Rewrite the listing below, from the line with "of the night" up to and including the line with "[(1212, 127)]", as a two-column CSV with the columns instruction and points. Give one row per entry with its text under instruction and its answer under points, each in one quoted field with line breaks turned into spaces.

Object pointing dataset rows:

• • • •

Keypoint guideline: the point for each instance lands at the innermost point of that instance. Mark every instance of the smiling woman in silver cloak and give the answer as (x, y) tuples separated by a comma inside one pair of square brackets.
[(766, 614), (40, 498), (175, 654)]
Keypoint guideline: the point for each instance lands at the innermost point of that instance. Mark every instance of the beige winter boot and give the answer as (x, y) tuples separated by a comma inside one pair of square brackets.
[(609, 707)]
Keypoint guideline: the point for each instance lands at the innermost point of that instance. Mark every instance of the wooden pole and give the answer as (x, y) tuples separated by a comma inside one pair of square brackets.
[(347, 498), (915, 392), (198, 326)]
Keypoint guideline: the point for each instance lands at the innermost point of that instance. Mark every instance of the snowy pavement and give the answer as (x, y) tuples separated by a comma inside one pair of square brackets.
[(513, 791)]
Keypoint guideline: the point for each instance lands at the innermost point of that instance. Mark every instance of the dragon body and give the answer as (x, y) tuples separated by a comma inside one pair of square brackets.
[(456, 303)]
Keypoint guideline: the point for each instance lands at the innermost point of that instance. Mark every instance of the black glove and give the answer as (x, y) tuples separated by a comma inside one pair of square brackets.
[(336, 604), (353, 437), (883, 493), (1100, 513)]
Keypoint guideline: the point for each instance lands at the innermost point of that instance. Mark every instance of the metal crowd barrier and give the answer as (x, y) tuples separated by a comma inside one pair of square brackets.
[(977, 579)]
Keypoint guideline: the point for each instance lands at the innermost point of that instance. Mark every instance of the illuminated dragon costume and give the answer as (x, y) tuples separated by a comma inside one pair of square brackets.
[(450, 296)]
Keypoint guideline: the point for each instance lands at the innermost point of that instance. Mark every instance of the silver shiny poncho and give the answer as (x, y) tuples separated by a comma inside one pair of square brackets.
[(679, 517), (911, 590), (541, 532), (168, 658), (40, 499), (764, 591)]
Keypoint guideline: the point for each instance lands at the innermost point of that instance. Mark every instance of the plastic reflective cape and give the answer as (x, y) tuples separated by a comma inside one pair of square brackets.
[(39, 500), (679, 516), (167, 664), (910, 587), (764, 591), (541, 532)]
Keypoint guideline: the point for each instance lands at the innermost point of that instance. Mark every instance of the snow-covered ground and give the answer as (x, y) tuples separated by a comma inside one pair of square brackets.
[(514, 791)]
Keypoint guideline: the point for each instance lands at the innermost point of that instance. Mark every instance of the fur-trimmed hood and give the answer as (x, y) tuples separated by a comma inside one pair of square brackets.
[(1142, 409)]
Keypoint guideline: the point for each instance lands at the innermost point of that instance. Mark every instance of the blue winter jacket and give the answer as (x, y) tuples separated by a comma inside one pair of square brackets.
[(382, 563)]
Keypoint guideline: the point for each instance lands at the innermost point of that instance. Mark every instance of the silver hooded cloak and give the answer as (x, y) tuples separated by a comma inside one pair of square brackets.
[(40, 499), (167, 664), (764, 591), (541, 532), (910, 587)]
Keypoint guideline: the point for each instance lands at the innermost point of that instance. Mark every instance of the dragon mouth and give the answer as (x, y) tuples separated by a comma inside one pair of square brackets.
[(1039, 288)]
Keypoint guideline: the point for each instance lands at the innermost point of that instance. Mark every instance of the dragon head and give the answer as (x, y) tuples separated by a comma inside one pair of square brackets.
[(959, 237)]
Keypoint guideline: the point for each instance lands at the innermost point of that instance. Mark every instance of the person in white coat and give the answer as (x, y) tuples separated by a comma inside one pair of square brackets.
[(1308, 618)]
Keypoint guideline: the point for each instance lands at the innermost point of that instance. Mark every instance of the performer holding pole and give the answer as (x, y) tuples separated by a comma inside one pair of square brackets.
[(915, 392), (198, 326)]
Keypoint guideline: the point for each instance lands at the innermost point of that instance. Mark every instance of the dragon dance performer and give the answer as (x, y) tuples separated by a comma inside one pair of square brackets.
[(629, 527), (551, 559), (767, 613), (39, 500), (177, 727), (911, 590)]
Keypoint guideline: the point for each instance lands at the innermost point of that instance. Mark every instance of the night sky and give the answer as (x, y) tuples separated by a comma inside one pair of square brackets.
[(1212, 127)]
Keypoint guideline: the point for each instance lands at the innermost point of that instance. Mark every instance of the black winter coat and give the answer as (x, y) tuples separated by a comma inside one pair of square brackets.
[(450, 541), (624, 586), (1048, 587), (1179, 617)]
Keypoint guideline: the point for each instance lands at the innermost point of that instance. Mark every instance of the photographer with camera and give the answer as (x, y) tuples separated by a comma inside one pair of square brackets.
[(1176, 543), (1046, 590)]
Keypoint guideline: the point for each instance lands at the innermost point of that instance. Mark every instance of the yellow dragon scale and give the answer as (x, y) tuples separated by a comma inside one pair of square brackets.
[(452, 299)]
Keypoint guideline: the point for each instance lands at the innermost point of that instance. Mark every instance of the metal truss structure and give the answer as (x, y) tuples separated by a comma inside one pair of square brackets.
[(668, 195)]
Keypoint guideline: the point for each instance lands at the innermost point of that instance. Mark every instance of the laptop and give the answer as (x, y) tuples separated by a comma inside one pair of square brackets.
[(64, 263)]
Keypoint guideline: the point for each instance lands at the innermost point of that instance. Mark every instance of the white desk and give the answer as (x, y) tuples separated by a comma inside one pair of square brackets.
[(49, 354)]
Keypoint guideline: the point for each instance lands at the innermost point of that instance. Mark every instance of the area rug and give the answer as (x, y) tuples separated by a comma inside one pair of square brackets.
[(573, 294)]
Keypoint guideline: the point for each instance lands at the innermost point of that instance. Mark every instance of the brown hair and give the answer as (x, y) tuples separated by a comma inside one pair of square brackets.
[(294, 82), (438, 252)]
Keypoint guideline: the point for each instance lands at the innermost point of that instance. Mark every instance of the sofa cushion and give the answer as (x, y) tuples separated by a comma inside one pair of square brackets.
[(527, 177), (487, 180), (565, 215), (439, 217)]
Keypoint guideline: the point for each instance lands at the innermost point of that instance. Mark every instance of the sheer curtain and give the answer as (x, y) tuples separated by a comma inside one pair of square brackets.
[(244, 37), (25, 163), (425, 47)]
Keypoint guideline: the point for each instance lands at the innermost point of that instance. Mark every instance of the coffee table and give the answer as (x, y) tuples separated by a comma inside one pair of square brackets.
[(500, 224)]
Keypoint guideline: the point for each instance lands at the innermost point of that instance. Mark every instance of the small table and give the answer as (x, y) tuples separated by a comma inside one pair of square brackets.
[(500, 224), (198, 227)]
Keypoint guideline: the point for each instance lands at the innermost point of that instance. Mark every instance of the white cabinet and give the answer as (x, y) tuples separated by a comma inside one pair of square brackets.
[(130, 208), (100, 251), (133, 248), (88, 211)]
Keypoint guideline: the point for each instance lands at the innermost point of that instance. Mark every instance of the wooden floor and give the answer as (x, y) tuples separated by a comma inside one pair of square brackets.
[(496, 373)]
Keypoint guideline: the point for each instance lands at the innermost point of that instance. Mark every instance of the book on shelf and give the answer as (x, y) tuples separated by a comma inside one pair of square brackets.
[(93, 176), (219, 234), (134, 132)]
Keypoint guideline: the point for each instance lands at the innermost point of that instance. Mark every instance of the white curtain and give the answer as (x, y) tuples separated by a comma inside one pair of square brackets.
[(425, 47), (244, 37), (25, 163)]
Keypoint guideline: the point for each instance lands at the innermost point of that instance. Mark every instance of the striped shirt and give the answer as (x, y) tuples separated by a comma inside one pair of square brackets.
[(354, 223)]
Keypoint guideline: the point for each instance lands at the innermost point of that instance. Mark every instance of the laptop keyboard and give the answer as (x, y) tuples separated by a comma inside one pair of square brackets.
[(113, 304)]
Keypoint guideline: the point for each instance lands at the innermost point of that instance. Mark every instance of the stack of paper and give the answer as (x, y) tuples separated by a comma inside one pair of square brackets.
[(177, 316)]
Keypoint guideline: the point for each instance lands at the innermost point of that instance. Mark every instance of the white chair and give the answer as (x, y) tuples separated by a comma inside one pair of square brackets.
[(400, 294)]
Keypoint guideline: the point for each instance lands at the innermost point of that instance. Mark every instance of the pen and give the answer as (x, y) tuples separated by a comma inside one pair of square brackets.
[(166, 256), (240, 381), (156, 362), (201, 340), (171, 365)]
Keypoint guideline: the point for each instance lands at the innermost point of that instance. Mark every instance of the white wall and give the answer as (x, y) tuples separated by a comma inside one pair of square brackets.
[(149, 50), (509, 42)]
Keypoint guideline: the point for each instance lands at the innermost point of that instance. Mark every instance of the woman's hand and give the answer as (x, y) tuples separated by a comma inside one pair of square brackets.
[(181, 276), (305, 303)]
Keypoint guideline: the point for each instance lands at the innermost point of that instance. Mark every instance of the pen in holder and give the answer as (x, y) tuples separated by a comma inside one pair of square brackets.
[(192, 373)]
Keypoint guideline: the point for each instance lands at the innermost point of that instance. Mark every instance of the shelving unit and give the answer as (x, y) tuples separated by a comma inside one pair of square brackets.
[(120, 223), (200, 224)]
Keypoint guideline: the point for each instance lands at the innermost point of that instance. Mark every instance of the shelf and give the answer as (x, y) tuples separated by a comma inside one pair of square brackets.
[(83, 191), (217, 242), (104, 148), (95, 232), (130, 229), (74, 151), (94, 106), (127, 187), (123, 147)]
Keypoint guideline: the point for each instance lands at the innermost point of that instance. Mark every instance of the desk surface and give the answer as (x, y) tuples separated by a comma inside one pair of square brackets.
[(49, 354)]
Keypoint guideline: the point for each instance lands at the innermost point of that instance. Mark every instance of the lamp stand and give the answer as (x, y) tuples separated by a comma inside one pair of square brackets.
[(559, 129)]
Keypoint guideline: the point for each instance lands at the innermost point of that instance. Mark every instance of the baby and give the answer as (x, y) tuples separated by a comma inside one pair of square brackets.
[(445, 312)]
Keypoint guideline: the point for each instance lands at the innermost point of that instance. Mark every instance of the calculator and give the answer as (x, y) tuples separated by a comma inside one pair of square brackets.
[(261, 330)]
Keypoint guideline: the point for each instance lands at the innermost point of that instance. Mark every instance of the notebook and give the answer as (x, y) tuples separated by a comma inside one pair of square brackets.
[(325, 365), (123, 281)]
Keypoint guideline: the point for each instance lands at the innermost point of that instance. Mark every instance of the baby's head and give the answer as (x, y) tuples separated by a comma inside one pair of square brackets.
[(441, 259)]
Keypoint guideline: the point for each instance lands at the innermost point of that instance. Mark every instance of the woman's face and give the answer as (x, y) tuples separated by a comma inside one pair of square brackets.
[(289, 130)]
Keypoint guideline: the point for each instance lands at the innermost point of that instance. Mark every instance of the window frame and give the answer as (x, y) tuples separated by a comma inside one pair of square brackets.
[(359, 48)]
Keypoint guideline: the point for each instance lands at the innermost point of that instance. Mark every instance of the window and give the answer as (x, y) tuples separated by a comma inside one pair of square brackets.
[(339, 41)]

• • • •

:: Task solution ::
instruction,points
"Keypoint guideline: the point for each instance lands at the innermost point of that instance. Mark every instance of the night sky and give the answer as (x, y) tuples separated by a comma inside one pair of square brackets.","[(1212, 127)]"